# Data excerpts:
══════════════════════════════
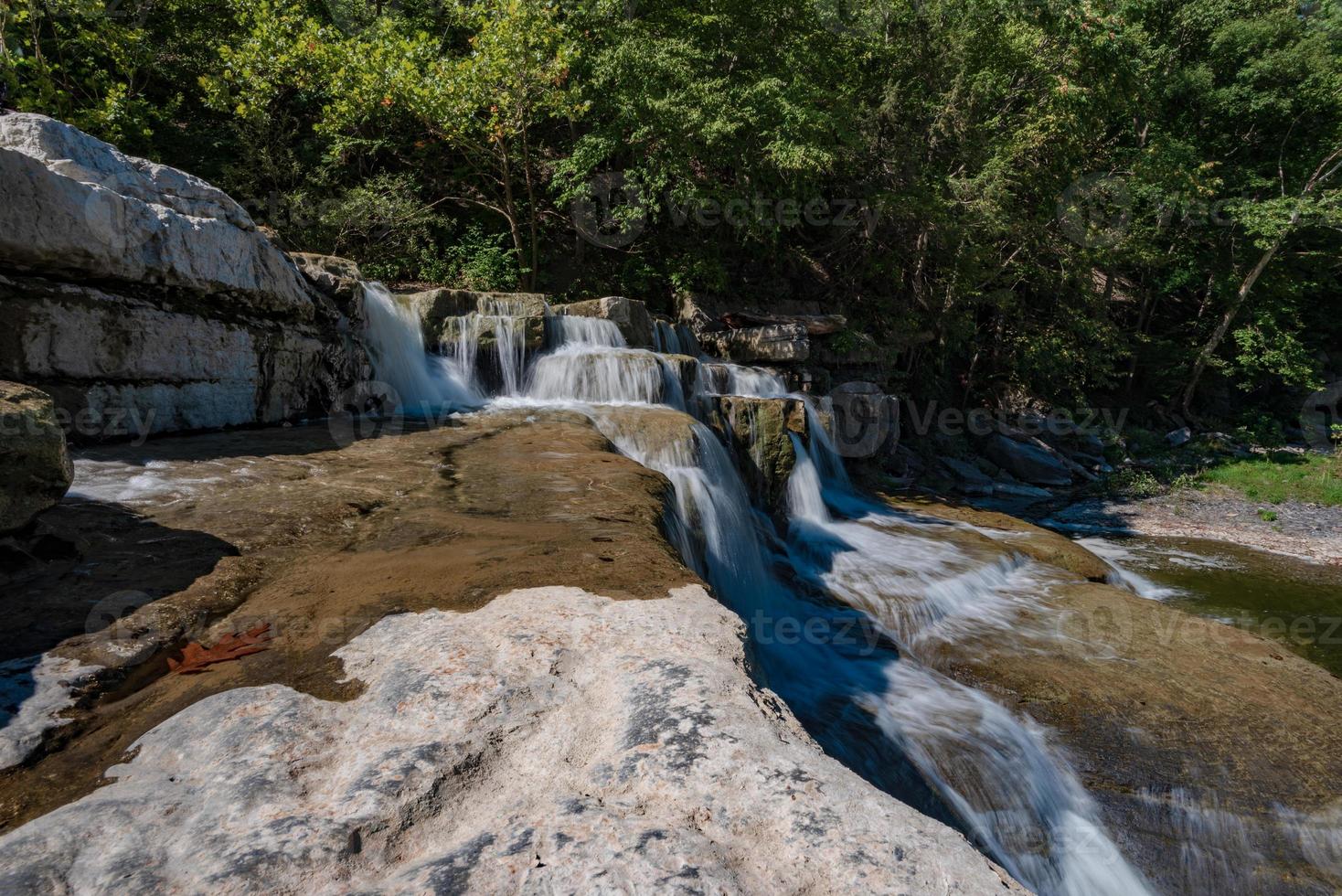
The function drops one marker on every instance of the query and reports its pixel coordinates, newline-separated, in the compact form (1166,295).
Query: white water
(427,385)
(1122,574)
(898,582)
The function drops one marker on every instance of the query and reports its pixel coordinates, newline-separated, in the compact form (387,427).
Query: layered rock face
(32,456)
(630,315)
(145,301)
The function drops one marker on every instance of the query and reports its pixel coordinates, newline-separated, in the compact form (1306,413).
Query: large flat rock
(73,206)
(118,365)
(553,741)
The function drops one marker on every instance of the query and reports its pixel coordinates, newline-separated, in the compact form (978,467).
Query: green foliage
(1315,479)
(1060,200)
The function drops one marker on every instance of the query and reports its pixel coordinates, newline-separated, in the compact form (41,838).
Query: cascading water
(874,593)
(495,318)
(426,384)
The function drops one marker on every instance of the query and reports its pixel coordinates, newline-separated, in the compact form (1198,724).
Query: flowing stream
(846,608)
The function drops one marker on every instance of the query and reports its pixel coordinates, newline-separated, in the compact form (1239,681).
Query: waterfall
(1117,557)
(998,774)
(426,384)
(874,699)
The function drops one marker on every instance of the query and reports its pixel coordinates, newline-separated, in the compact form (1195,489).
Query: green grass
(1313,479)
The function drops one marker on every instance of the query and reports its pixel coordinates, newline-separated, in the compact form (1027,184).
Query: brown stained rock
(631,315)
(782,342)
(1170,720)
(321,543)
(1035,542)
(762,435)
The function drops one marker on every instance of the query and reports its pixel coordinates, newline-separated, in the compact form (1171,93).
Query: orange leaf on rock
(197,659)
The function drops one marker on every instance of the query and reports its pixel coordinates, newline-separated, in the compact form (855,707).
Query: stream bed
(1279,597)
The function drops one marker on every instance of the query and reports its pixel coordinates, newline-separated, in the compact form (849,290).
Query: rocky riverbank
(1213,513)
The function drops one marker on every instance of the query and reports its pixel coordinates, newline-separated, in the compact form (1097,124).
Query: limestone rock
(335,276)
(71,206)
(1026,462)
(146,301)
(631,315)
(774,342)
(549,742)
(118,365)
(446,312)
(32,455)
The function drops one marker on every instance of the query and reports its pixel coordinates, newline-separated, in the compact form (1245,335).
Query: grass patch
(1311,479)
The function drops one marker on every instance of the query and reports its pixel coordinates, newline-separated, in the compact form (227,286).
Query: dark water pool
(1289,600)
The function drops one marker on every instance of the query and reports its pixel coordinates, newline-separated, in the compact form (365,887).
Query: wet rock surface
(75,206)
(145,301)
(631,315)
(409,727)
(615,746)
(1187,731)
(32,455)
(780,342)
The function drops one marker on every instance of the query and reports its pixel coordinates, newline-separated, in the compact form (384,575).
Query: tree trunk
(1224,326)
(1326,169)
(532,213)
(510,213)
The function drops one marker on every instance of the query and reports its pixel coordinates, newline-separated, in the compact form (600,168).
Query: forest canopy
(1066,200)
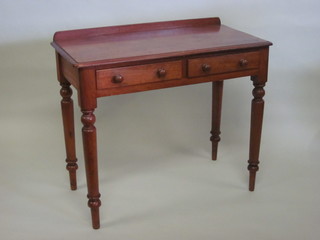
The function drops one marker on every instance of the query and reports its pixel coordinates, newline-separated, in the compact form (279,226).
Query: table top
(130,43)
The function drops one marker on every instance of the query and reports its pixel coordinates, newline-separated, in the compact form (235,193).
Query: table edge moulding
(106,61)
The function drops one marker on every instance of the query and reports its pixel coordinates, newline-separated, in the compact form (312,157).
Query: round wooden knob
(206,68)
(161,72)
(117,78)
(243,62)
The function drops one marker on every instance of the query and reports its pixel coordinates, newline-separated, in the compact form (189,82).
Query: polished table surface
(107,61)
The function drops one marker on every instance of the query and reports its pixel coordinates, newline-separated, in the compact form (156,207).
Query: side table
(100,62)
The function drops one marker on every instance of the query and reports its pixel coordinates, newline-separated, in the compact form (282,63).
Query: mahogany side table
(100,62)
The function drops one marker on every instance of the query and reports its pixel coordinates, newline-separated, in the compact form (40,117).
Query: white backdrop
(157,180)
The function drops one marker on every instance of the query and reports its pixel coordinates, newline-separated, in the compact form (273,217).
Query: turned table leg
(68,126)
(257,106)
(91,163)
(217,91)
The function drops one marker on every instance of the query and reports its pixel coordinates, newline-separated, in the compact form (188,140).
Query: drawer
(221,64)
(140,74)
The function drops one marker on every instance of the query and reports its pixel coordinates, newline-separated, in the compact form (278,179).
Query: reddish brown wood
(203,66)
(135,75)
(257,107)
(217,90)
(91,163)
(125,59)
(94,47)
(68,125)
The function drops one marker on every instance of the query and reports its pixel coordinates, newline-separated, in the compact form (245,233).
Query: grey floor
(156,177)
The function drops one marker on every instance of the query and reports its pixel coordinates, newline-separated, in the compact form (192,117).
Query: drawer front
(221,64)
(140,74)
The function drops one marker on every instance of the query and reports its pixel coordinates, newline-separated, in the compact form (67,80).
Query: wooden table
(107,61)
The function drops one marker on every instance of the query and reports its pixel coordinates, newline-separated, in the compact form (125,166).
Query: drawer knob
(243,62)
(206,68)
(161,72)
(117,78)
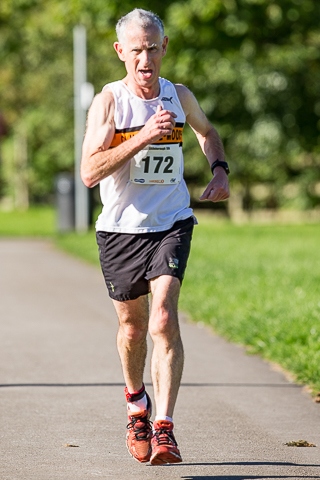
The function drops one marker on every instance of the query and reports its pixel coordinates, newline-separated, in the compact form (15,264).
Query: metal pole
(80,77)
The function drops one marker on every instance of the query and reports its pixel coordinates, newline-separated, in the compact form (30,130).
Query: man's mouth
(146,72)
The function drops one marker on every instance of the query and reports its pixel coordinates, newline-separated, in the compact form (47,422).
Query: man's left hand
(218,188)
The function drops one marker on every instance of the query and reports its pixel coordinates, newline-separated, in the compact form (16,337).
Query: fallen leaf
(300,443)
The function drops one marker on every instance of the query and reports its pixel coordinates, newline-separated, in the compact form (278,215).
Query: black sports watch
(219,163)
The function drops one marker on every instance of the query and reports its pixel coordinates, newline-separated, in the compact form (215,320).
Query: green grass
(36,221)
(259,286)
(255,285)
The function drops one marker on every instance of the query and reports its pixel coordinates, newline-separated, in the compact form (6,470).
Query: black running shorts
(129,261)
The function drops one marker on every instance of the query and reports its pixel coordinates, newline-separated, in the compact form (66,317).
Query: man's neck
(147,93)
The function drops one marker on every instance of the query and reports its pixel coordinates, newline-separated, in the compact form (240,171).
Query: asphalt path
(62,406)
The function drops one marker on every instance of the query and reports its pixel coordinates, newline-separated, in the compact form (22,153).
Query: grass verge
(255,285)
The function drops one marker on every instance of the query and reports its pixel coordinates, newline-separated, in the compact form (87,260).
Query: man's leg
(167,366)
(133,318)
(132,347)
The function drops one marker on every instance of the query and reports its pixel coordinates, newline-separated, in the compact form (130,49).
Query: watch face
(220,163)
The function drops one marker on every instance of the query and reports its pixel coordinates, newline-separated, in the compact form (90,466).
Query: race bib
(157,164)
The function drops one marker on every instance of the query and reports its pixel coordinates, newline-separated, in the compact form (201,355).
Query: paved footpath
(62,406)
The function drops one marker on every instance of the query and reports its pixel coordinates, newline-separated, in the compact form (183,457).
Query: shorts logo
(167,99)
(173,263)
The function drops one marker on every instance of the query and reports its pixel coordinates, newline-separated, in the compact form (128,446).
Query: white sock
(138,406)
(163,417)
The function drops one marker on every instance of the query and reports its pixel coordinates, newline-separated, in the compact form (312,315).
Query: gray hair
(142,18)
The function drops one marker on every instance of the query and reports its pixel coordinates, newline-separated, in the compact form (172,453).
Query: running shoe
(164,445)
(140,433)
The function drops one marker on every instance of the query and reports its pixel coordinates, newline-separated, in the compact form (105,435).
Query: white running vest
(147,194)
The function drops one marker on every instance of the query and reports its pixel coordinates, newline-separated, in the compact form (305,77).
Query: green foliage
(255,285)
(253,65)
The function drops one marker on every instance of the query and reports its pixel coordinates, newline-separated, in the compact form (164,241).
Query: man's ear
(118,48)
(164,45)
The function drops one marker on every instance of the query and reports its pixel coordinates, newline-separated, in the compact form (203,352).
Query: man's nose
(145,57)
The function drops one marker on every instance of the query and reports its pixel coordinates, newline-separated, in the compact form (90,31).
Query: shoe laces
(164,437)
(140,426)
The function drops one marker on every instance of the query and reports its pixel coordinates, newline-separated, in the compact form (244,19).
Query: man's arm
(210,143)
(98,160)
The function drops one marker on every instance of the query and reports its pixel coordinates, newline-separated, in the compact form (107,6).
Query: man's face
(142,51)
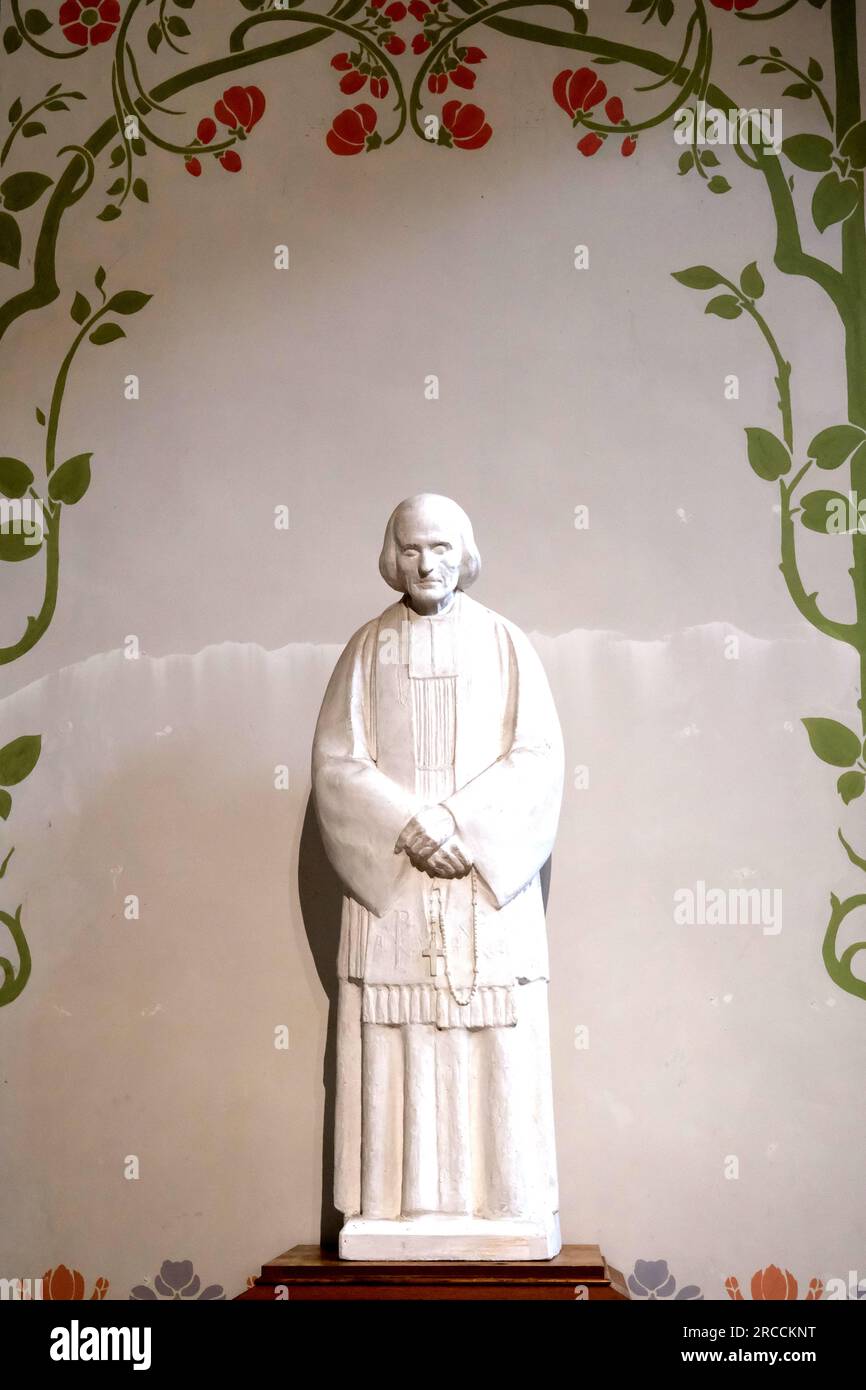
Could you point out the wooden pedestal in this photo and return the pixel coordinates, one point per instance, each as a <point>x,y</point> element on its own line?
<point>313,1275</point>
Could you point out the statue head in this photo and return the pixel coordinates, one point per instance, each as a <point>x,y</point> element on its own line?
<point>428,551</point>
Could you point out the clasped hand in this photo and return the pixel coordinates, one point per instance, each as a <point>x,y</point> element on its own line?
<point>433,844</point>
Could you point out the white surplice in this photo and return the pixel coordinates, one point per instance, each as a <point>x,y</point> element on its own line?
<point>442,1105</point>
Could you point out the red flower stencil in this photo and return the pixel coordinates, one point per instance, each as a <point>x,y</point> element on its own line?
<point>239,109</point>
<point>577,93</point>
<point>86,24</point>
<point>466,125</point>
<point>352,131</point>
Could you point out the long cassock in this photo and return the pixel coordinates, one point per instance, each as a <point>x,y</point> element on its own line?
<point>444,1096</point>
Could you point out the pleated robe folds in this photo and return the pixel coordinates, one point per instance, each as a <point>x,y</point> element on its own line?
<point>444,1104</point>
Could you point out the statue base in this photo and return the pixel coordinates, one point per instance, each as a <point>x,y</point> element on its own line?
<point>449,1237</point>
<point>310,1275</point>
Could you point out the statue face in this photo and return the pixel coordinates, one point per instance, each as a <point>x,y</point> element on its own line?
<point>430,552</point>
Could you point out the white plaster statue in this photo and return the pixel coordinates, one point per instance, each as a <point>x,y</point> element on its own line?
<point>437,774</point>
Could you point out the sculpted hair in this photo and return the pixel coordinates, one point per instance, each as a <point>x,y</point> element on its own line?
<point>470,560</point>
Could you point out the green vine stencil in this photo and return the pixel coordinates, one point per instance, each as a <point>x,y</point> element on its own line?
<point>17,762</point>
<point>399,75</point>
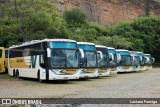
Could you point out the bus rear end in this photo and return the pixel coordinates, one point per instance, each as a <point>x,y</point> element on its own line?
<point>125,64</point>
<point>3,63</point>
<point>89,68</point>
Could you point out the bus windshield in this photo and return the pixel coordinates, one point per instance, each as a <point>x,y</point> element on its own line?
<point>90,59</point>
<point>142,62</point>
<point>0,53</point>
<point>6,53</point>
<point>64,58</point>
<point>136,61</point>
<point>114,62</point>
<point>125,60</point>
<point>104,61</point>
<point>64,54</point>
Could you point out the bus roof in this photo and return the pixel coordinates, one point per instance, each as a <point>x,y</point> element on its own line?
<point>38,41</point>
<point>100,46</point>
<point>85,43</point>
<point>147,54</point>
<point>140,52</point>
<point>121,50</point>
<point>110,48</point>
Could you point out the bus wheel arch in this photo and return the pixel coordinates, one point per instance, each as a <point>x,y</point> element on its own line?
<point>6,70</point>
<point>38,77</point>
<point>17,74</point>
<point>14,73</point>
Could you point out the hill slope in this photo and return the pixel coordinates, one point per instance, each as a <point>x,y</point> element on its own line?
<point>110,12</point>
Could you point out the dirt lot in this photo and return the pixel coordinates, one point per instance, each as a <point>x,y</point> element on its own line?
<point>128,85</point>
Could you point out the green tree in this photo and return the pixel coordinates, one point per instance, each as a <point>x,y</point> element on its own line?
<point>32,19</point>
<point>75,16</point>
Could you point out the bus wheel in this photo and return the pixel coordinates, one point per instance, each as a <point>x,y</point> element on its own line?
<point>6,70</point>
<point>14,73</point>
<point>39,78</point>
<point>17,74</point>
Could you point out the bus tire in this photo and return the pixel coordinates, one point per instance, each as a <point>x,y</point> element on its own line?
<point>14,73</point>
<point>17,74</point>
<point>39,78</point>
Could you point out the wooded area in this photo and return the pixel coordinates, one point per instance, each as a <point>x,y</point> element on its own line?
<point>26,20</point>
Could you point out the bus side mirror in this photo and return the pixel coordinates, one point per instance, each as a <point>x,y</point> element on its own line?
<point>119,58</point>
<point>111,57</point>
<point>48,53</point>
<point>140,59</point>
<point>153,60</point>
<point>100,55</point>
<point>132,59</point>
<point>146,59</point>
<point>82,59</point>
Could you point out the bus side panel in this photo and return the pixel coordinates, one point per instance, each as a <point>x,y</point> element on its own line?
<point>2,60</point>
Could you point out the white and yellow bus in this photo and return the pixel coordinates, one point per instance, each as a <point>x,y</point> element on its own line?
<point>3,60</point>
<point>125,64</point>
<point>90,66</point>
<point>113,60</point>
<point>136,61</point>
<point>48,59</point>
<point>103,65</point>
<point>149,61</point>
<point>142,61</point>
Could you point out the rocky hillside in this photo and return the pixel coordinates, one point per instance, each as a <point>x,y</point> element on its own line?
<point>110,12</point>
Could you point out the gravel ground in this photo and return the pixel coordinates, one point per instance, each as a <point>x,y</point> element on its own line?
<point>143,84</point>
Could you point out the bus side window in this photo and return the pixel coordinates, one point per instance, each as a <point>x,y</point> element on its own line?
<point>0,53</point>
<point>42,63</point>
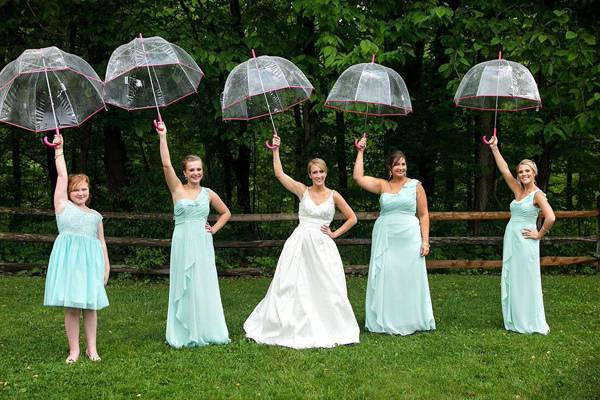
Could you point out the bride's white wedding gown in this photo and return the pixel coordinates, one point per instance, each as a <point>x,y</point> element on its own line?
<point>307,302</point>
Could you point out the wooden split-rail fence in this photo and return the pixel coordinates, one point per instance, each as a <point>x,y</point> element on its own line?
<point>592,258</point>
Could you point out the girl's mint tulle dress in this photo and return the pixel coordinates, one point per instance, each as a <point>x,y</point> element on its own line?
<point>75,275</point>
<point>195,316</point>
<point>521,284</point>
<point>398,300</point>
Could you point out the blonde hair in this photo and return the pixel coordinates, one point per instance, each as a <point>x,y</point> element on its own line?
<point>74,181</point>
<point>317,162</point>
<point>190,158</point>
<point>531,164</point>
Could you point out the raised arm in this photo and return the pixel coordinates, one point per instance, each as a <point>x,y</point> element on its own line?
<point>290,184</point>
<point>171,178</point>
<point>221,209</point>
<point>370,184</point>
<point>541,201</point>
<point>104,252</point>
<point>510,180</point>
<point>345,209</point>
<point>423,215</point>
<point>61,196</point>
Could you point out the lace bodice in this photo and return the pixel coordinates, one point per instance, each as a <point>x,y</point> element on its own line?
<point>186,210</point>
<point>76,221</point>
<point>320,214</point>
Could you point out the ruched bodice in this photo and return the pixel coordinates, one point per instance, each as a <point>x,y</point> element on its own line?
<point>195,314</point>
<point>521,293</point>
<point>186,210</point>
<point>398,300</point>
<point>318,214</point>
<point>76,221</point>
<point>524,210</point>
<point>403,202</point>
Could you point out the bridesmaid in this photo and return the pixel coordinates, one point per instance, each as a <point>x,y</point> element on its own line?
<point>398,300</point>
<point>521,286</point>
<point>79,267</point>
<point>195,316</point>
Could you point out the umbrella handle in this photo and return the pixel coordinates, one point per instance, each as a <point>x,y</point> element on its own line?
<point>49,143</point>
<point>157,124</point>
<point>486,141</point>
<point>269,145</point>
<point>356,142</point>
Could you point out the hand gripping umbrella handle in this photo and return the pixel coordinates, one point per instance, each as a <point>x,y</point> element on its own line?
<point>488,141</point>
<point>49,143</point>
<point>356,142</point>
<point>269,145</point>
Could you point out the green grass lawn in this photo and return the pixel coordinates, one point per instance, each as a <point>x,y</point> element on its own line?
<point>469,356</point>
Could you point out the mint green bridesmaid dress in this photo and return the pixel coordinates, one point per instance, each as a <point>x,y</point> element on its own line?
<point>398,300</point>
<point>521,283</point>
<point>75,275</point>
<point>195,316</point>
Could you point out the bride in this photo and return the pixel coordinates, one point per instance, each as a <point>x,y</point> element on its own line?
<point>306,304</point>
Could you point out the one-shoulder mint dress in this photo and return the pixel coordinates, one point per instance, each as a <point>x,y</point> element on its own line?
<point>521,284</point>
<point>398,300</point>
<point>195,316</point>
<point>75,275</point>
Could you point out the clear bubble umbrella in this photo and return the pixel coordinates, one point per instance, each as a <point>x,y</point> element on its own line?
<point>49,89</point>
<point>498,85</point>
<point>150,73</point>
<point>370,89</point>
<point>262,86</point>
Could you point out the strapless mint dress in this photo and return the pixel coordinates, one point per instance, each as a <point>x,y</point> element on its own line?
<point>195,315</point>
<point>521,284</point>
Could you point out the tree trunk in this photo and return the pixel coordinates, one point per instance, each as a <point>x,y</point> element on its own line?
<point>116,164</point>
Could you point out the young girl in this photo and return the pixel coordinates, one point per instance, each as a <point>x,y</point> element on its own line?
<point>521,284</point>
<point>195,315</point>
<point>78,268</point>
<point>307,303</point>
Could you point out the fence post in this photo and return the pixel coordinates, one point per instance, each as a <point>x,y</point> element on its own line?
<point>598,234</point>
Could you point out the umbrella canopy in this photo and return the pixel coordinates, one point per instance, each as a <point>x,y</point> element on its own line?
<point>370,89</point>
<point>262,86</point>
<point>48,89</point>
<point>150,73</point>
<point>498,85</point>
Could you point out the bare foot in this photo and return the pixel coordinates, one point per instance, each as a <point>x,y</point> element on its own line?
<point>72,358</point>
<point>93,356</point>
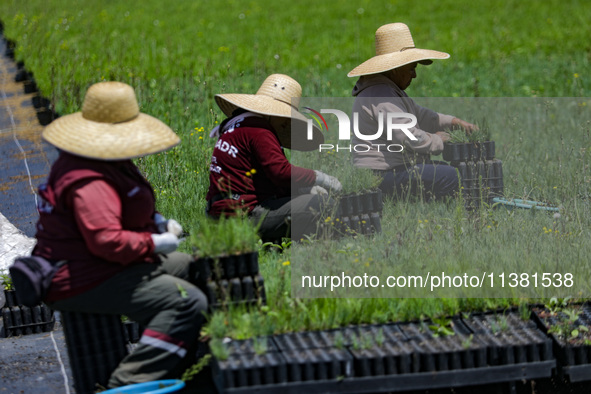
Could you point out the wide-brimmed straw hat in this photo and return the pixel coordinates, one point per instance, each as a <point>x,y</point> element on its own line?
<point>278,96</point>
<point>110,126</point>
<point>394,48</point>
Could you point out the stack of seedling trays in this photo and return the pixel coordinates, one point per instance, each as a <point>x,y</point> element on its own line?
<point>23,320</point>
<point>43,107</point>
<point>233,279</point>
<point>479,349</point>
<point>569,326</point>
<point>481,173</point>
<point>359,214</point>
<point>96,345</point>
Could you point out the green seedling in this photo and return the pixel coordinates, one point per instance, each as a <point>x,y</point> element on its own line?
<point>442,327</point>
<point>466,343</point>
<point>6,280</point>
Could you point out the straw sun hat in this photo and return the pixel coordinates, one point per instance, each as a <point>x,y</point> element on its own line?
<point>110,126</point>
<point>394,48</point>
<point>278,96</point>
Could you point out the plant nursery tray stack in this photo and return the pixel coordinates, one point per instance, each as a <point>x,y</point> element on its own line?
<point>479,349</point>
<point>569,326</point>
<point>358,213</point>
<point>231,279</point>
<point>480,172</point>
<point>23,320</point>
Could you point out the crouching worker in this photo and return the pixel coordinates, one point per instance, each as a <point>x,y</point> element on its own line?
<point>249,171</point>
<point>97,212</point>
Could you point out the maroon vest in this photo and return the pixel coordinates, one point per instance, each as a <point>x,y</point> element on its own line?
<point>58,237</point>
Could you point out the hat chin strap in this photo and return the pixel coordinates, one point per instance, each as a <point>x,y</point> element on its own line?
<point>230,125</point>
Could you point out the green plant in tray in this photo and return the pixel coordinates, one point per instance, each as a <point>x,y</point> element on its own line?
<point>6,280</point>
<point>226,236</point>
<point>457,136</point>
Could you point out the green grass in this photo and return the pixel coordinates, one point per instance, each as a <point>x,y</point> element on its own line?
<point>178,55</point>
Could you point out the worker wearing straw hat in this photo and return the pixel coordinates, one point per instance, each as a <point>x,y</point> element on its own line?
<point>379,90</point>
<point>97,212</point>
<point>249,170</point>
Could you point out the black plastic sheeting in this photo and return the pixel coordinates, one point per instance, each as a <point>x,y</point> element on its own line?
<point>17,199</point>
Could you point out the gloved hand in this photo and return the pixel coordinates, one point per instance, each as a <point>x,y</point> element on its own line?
══════════════════════════════
# PROBLEM TO WORK ON:
Your reply should be the lines of the records from the start through the line with "compact form (978,467).", copied word for word, pictures omitted.

# ANSWER TO THIS TASK:
The function drops one marker on every instance of the query and reports its pixel coordinates, newline-separated, in the compact form (1166,295).
Query: white water
(427,385)
(1122,574)
(898,582)
The function drops one marker on every instance of the query and reports its pixel coordinates, newline-separated, in the compact form (387,427).
Query: layered rock face
(32,456)
(630,315)
(145,301)
The function drops one marker on every instance of the query and reports its pixel coordinates, newline-separated, in the compact form (1306,413).
Query: large flat rock
(73,206)
(118,365)
(553,741)
The function drops one marker on every instance of the query and reports its pixel coordinates, newline-separated, in the compact form (978,467).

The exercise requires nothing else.